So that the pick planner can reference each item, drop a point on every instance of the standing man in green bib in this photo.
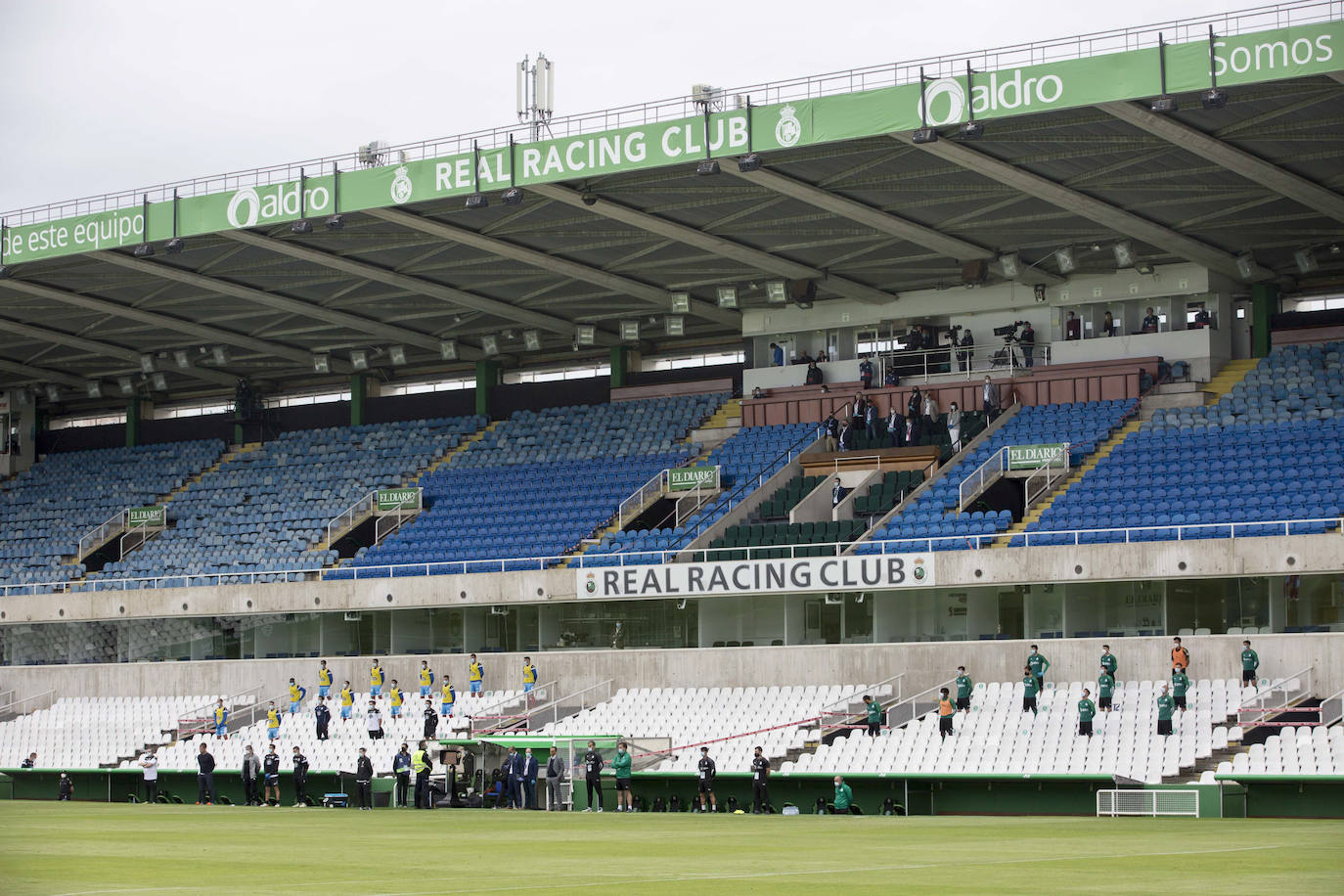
(621, 763)
(1181, 684)
(1164, 713)
(1028, 691)
(1106, 686)
(1250, 665)
(1038, 664)
(963, 686)
(1086, 711)
(1107, 661)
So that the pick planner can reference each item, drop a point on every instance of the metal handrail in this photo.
(1262, 704)
(830, 83)
(345, 518)
(103, 532)
(672, 555)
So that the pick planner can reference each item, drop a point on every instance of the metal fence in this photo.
(1129, 535)
(764, 93)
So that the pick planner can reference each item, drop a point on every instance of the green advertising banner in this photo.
(693, 477)
(151, 516)
(1242, 60)
(392, 500)
(1028, 457)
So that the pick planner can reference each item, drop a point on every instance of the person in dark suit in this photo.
(530, 769)
(514, 773)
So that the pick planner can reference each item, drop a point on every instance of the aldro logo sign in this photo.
(944, 100)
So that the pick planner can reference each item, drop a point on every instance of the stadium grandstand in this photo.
(1021, 363)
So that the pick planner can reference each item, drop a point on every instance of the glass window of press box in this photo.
(1073, 610)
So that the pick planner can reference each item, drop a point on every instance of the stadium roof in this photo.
(614, 218)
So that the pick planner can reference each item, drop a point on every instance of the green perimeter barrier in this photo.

--*--

* _TASK DIRECTIONS_: Convert the data above into a Markdown table with the columns "Row" and "Data line", numbering each non-blank line and skipping blank ones. Leave the pictures out of the table.

* _SOLUTION_:
| Row | Data line |
|---|---|
| 1 | So that the pick planner can reference each item, drop a point on every instance of the standing man in green bib in this photo. |
| 2 | (621, 763) |
| 3 | (1181, 684) |
| 4 | (1164, 713) |
| 5 | (1028, 691) |
| 6 | (1106, 686) |
| 7 | (1250, 665) |
| 8 | (1038, 664) |
| 9 | (963, 686) |
| 10 | (1086, 711) |
| 11 | (1107, 661) |
| 12 | So that the pick planner can reference each item, drop a point on every instance of the metal handrail in this photo. |
| 13 | (1262, 704) |
| 14 | (830, 83) |
| 15 | (345, 518) |
| 16 | (103, 532) |
| 17 | (672, 555) |
| 18 | So that the pick planner can reference each item, drop a point on every instance of the metal fence in this photo. |
| 19 | (1129, 535) |
| 20 | (764, 93) |
| 21 | So that the pick planner can reference each item, drop a point on every instance of the green advertising banner in this photo. |
| 22 | (693, 477) |
| 23 | (151, 516) |
| 24 | (1242, 60) |
| 25 | (392, 500) |
| 26 | (1028, 457) |
| 27 | So that the pick planner can reference each item, drop a point on every instance of the person in dark suit in this photo. |
| 28 | (530, 769) |
| 29 | (514, 773) |
| 30 | So that the pick planner can reference each item, drop a point on every instance of the aldro logo sign in this photo. |
| 31 | (944, 100) |
| 32 | So that the pick planner can reference each item, drop a point on every instance of the stadium grandstand in this photo. |
| 33 | (1021, 363) |
| 34 | So that the pick planner can reference each item, drop a point on every instance of the glass window of press box in this photo. |
| 35 | (1073, 610) |
| 36 | So that the pick planner can reference each item, drop a point on every instance of the stadium roof in this photo. |
| 37 | (614, 218) |
| 38 | So that the pick planner can reference each item, drop a point on every instance of the green perimeter barrier in this photo. |